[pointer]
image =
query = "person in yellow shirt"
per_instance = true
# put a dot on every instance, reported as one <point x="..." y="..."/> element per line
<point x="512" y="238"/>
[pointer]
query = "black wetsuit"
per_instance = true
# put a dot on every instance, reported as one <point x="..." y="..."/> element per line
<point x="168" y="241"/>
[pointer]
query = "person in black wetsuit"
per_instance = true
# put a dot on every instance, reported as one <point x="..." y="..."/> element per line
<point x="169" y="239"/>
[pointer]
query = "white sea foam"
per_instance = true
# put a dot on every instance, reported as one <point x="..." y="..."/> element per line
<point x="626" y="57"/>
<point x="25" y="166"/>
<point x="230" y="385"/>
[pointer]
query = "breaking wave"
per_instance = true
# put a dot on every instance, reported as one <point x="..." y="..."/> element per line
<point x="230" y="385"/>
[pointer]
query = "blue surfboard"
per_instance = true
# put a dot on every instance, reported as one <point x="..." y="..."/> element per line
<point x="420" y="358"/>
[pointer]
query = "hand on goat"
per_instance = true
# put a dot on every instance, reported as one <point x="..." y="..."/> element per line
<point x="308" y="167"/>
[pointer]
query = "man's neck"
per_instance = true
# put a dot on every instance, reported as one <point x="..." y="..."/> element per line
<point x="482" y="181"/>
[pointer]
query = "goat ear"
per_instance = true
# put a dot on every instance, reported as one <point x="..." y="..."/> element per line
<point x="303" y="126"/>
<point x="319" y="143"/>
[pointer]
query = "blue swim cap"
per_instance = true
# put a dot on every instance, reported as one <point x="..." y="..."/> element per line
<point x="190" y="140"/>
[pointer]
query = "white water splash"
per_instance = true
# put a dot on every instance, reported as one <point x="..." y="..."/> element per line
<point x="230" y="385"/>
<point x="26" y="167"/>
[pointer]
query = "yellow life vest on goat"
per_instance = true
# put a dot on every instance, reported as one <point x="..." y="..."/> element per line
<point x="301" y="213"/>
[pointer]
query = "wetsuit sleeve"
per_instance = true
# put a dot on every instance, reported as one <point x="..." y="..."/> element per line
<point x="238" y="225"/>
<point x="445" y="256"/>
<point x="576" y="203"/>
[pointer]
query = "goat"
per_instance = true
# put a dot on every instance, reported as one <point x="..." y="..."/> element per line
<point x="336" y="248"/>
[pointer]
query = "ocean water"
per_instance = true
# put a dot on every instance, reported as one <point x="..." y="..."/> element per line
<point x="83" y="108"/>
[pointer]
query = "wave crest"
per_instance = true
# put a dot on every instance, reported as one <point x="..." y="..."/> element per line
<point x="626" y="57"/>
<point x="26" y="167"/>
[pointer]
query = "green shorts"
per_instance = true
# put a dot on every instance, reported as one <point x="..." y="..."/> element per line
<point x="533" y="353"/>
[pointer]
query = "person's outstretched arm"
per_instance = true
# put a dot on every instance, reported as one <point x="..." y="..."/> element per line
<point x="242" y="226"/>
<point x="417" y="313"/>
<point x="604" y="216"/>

····················

**Brief**
Reproduce each entry exactly, leaving out nothing.

**Solved exercise**
[pointer]
image =
query = "person in yellow shirt"
per_instance = true
# put a dot on every instance, reported as one <point x="..." y="..."/> element per line
<point x="512" y="238"/>
[pointer]
query = "black wetsuit"
per_instance = true
# put a dot on every instance, reported as one <point x="..." y="..."/> element per line
<point x="168" y="241"/>
[pointer]
query = "person in black wetsuit"
per_instance = true
# put a dot on every instance, reported as one <point x="..." y="..."/> element per line
<point x="169" y="239"/>
[pointer]
query = "white sea foam"
per_instance = true
# put a dot on every instance, reported as one <point x="..." y="..."/> element per line
<point x="626" y="57"/>
<point x="25" y="166"/>
<point x="230" y="385"/>
[pointer]
query = "breaking wave"
per_instance = true
# put a dot on every instance, reported as one <point x="..." y="..."/> element per line
<point x="230" y="385"/>
[pointer]
query = "blue surfboard"
per_instance = true
# put a dot on every instance, reported as one <point x="..." y="..."/> element per line
<point x="420" y="358"/>
[pointer]
query = "hand on goat"
per_instance = true
# put a dot on every instance, reported as one <point x="..." y="..."/> element per line
<point x="308" y="167"/>
[pointer]
query = "man's neck"
per_instance = true
# put a dot on every instance, reported as one <point x="..." y="..."/> element per line
<point x="482" y="181"/>
[pointer]
query = "goat ear"
per_instance = true
# put a dot on every instance, reported as one <point x="..." y="..."/> element per line
<point x="303" y="126"/>
<point x="319" y="143"/>
[pointer]
query = "blue swim cap"
per_instance = true
# put a dot on every instance, reported as one <point x="..." y="..."/> element per line
<point x="190" y="140"/>
[pointer]
query = "white water splash"
per_instance = true
# put a dot on every instance, reported as one <point x="..." y="..."/> element per line
<point x="230" y="385"/>
<point x="26" y="167"/>
[pointer]
query = "yellow life vest on goat"
per_instance = true
# put a dot on every instance, reported as one <point x="..." y="..."/> element per line
<point x="301" y="213"/>
[pointer]
query = "wetsuit sleeve"
per_instance = true
# put a dot on every instance, reported as one <point x="..." y="..."/> element per line
<point x="238" y="225"/>
<point x="445" y="256"/>
<point x="576" y="203"/>
[pointer]
query = "goat"
per_instance = true
# put a dot on every instance, reported as one <point x="..." y="..."/> element per line
<point x="336" y="248"/>
[pointer]
query = "ocean water"
per_instance = true
# put a dot on every instance, reported as one <point x="..." y="..."/> element per line
<point x="83" y="108"/>
[pointer]
query = "wave crest"
per_instance = true
# put a dot on every instance, reported as one <point x="..." y="..."/> element per line
<point x="626" y="57"/>
<point x="26" y="167"/>
[pointer]
query = "green shorts"
per_instance = true
# put a dot on every instance, reported as one <point x="..." y="..."/> element per line
<point x="533" y="353"/>
[pointer]
query = "person's outstretched arm"
per_instance = true
# put a dot on every instance, reported as one <point x="..." y="..."/> element per line
<point x="242" y="226"/>
<point x="417" y="313"/>
<point x="604" y="216"/>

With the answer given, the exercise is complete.